[Request] Reproduce the full listing below line for line without changing anything, but omit the pictures.

----- Record set

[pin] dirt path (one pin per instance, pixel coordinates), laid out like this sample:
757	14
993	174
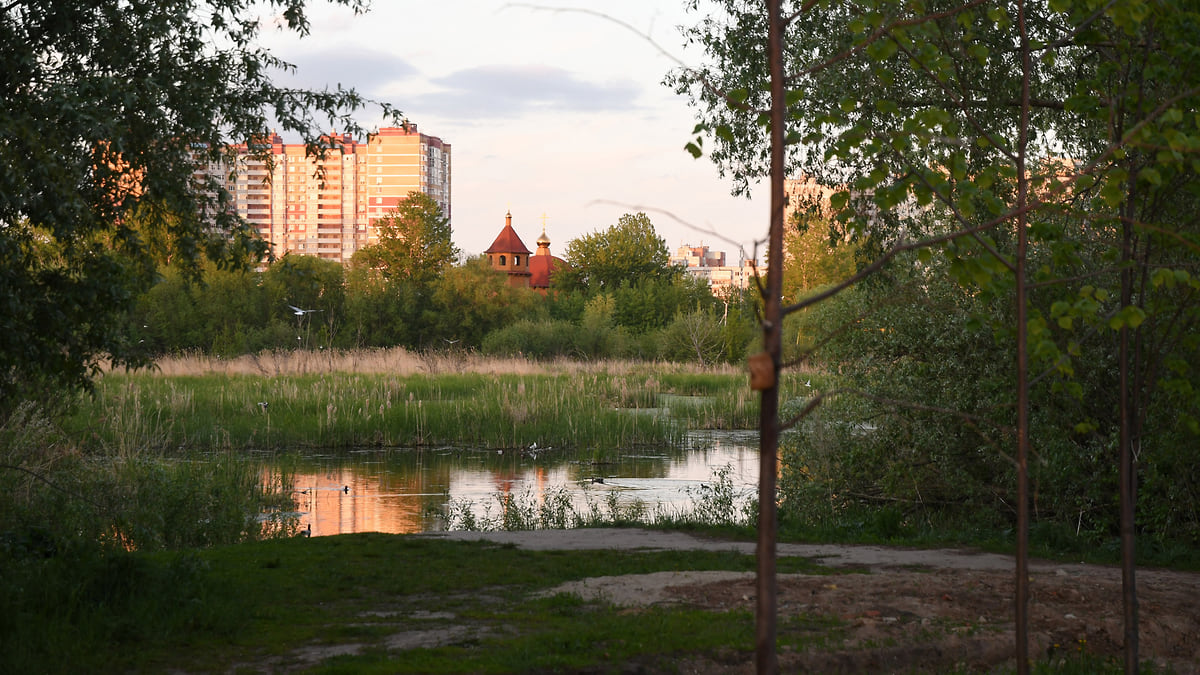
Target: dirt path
917	608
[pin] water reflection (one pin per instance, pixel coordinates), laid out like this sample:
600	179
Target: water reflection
403	491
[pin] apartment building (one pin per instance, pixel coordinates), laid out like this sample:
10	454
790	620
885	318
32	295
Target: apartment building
329	207
705	263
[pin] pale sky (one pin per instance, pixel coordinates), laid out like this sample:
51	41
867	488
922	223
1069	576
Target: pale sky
547	112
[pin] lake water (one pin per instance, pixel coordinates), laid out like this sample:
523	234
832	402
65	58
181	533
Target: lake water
408	491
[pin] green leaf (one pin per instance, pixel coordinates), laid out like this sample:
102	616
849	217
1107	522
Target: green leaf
1151	175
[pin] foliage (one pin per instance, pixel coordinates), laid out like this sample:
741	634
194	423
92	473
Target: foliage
109	108
414	242
815	257
601	261
469	302
1062	186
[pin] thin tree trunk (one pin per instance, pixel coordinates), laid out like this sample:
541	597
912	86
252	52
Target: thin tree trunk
1127	475
768	426
1023	386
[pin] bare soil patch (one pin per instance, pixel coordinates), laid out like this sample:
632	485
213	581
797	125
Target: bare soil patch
915	609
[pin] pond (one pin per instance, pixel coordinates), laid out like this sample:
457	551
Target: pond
409	491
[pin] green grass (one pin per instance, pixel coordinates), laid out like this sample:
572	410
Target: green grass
263	605
262	602
131	412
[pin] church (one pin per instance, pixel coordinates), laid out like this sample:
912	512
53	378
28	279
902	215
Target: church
527	269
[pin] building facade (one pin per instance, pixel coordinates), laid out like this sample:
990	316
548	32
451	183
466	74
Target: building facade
329	207
723	279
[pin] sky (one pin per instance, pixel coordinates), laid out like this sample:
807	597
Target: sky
549	113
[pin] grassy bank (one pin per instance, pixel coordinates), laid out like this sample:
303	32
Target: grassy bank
396	399
382	603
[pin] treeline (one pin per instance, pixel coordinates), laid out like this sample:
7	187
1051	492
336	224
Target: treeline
466	306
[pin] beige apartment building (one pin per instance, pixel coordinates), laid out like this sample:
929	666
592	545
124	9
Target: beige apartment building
328	208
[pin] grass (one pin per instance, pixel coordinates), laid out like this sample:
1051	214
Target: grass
263	602
496	405
403	603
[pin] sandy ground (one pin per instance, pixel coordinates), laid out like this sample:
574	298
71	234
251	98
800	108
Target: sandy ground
929	609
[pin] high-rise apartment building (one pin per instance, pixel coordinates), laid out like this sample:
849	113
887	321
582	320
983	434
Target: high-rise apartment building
329	207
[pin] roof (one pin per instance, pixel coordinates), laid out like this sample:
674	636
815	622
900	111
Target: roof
540	268
508	243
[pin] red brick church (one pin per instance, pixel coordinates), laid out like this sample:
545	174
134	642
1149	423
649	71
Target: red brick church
509	255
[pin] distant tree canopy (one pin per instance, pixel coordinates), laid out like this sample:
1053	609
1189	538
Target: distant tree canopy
628	251
109	107
414	242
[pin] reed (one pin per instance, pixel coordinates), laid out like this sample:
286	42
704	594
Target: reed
399	399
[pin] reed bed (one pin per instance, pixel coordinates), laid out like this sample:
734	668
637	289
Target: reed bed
394	398
397	360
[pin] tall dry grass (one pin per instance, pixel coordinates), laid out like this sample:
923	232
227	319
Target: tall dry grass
397	360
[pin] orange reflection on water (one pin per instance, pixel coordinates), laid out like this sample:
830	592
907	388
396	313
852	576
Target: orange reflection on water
341	501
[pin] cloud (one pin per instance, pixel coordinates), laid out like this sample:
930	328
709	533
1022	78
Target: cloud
508	91
366	70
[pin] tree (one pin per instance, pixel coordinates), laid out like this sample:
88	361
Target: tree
472	300
814	256
414	242
940	124
109	107
627	251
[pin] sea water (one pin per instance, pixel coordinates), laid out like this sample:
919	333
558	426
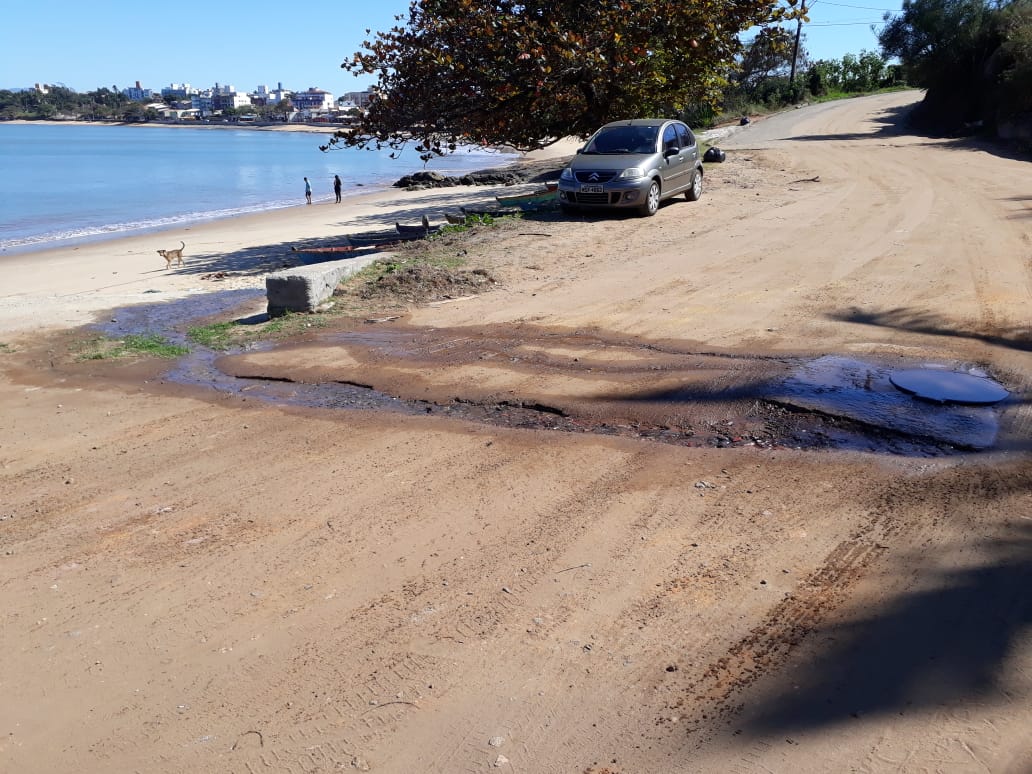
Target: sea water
68	184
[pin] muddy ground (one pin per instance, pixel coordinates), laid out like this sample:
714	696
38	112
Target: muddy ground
643	501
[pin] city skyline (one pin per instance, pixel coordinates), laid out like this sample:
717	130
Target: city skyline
84	47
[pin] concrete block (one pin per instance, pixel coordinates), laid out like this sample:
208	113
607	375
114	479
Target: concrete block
304	288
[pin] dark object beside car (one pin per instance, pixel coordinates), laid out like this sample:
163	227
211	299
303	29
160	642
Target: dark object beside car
633	164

----------

[Answer for this exercise]
[pin] dirt path (one pin per instance, pixel coordinates), laid out like this sample:
757	14
993	174
Target: dirt path
917	608
[pin] water reflection (one pin per instance, pixel coordinates), laid out like this sample:
600	179
Target: water reflection
403	491
[pin] apartment building (one pin per instance, pixel coordinates), laid out like this sample:
10	454
790	620
885	318
32	295
Target: apartment building
329	207
705	263
[pin] pale sky (one pin per instance, pixel coordinates), laid out like this sample:
51	41
867	488
922	223
1069	576
Target: pale sky
547	112
[pin] lake water (one pin per instance, pixel coordinates), laid out like this sample:
523	234
832	402
65	58
181	533
Target: lake water
408	491
[pin] green leaf (one pin per instance, pixel coordinates), laid out like this sample:
102	616
849	217
1107	522
Target: green leaf
1151	175
[pin] foliage (one pin per instance, pixel coordinates), laid out like this sample:
741	634
194	423
92	473
Target: foliage
109	108
414	242
815	257
601	261
469	302
1062	186
[pin] thin tree trunk (one pin per instance, pixel coordinates), laid out like this sample:
541	597
912	86
252	52
Target: thin tree trunk
1127	475
768	426
1023	386
[pin] bare soil patch (one pin per instance, pixel coordinates), laid out like this sample:
632	485
213	581
797	125
Target: bare soil patch
915	609
[pin] pond (one pin per instance, pixel coordinates), laid out like this sample:
457	551
Target: pond
409	491
[pin] green grass (one pin per instance, pixel coordinates), laid out like this sample:
572	410
Target: green grass
263	605
262	602
131	412
[pin] church (one pin per instance, pixel coordinates), laid out like this sample:
912	512
53	378
28	279
902	215
Target: church
527	269
[pin] building facade (one pin per instance, pixel coordinates), laid out like this sample:
990	316
548	32
451	183
466	74
Target: building facade
329	207
723	279
[pin] sky (one pin per instance, pixel coordinates), laid out like this sample:
807	597
Target: sky
549	113
[pin] grassy bank (one pin per instance, pixel coordinates), laid out like this sample:
303	32
Target: grassy bank
396	399
382	603
[pin] treeline (one pin per instance, pixel coordinates), laid out like this sample:
7	187
1051	492
336	224
Target: treeline
466	306
[pin] beige apartment building (one pin per instance, pixel coordinates), laid out like this sample:
929	666
592	545
124	9
Target: beige apartment building
328	208
[pin] grass (one pin per instance, pixel coordinates), laid out like this sample:
1051	214
Target: grass
263	602
496	405
403	603
[pin] sandy ground (one pin per instance, pixel coordinates), laid out like this sample:
574	298
71	234
251	98
800	108
Target: sandy ground
929	609
[pin] high-rise apartment building (one pin per instance, pixel coordinates), laid out like this sample:
849	113
887	321
582	320
983	434
Target: high-rise apartment building
329	207
[pin] roof (one pin per instance, pixel coordinates), laid out like this sample:
674	636
815	622
900	111
Target: roof
540	268
508	243
[pin] red brick church (one pin per instance, pixel coordinates), laid out like this sample:
545	174
134	642
1149	423
649	71
Target: red brick church
509	255
[pin] distant tree canopy (one pin per instance, pixel coordinates), laid out like this sample:
1053	609
1189	538
Target: distant tree canopy
628	251
109	107
414	242
[pin] reed (one pin per instance, pixel coordinates), laid out like this sample:
286	42
704	594
Target: reed
399	399
[pin] reed bed (one pin per instance, pixel coordinates), laid out like this sample:
734	668
637	289
Target: reed bed
394	398
397	360
[pin] tall dry grass (one pin per instance, pixel coordinates), laid out like this sample:
923	232
227	319
Target: tall dry grass
397	360
[pin] orange reflection on water (one pin per instance, pixel coordinates), laid out like this sample:
830	592
907	388
396	313
852	576
Target: orange reflection on water
341	501
[pin] cloud (one pin per instance, pixel coordinates), laid out like this sample:
930	328
709	533
1022	78
Target: cloud
508	91
366	70
[pin] tree (one pin per instance, pixel coordinates), laid out like this sample:
88	361
Target: tree
472	300
814	256
414	242
940	124
109	107
627	251
[pin] sea water (one pin per instance, pixel coordinates), laid out like this sample:
919	333
558	426
Target: sea water
68	184
[pin] muddy ground (one pin per instance, pixel coordinates), laid out like this sample:
714	696
38	112
Target: muddy ground
643	501
[pin] city skyline (one pin per instance, pixel coordinates), laid out like this sample:
717	130
Target: city skyline
84	47
[pin] concrete block (one pin per instance, pixel coordinates), laid out like this sample:
208	113
607	375
114	479
Target: concrete block
304	288
[pin] dark object beside car (one pin per instance, pixel coordinates), laid out like this sample:
163	227
211	299
303	29
160	642
Target: dark object beside car
633	164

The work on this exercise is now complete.